- **Что нужно сделать**
Какой подход во фрагменте для разбора назван единственным путем к обнаружению эффективно работающего метода?

Как это часто бывает, когда имеешь дело с живой жизнью, нашему взгляду открылось нечто удивительно сложное и в основах своих недоступное. Пока нам удалось прикоснуться лишь к внешней стороне чего-то жизненно важного и, возможно, по природе своей очень простого, но по мере развития обретающего богатство и многообразие. Мы не улавливаем именно этого «простого»; мы только кружим вокруг него, наталкиваясь на его разнообразные и бесконечные взаимосвязи, которые, насколько можно судить, носят достаточно фундаментальный характер, но нисколько не приближают нас к пониманию сердцевины явления — даже при том, что мы познаем их во все больших и больших количествах.
3. Отрицательный опыт применения генетики к психопатологии со всей определенностью убеждает нас в том, что соматический подход — это единственный путь к обнаружению эффективно работающего метода. Главная задача — выявить для психических заболеваний такие соматические признаки, которые могли бы быть единицами наследственности. Наше знание о наследовании в сфере психического ограничено все еще не преодоленной неясностью наших представлений о том, что именно представляет собой это «психическое».

- **Выдержка из данных**
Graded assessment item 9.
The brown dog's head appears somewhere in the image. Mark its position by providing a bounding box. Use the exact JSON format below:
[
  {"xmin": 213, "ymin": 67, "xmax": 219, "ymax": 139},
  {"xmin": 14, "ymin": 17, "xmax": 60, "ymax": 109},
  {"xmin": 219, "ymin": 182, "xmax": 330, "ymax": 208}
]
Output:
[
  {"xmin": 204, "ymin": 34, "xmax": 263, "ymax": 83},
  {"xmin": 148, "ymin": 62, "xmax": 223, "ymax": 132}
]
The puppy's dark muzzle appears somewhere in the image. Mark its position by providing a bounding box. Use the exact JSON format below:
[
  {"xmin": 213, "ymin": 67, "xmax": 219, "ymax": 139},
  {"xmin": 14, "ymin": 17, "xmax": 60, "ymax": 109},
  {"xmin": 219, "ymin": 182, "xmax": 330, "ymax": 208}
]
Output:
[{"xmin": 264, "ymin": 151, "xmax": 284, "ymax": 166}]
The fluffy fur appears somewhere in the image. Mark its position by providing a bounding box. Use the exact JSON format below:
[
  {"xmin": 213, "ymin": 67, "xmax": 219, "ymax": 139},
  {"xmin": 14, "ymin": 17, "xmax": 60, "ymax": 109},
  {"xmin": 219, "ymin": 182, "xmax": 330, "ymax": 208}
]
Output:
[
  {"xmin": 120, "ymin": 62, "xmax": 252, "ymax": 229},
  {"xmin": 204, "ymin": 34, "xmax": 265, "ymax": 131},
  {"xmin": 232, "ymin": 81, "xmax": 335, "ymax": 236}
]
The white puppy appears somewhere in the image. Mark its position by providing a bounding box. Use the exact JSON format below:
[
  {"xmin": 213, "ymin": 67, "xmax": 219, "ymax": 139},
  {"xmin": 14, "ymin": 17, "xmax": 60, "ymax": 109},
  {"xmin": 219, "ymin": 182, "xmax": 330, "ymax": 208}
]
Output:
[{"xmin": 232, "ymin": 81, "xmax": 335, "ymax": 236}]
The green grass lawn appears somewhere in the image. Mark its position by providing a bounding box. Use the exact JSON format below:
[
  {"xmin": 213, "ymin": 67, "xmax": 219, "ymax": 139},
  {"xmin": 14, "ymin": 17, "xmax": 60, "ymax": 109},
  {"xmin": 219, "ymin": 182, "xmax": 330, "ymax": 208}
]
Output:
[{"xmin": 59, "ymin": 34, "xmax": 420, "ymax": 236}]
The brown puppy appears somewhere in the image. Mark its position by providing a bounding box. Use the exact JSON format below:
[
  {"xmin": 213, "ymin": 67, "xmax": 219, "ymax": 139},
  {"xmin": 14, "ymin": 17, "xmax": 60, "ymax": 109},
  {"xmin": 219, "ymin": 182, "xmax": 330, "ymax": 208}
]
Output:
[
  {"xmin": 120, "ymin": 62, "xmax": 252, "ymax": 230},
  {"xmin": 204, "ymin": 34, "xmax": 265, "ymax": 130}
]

- **Решение**
Соматический подход.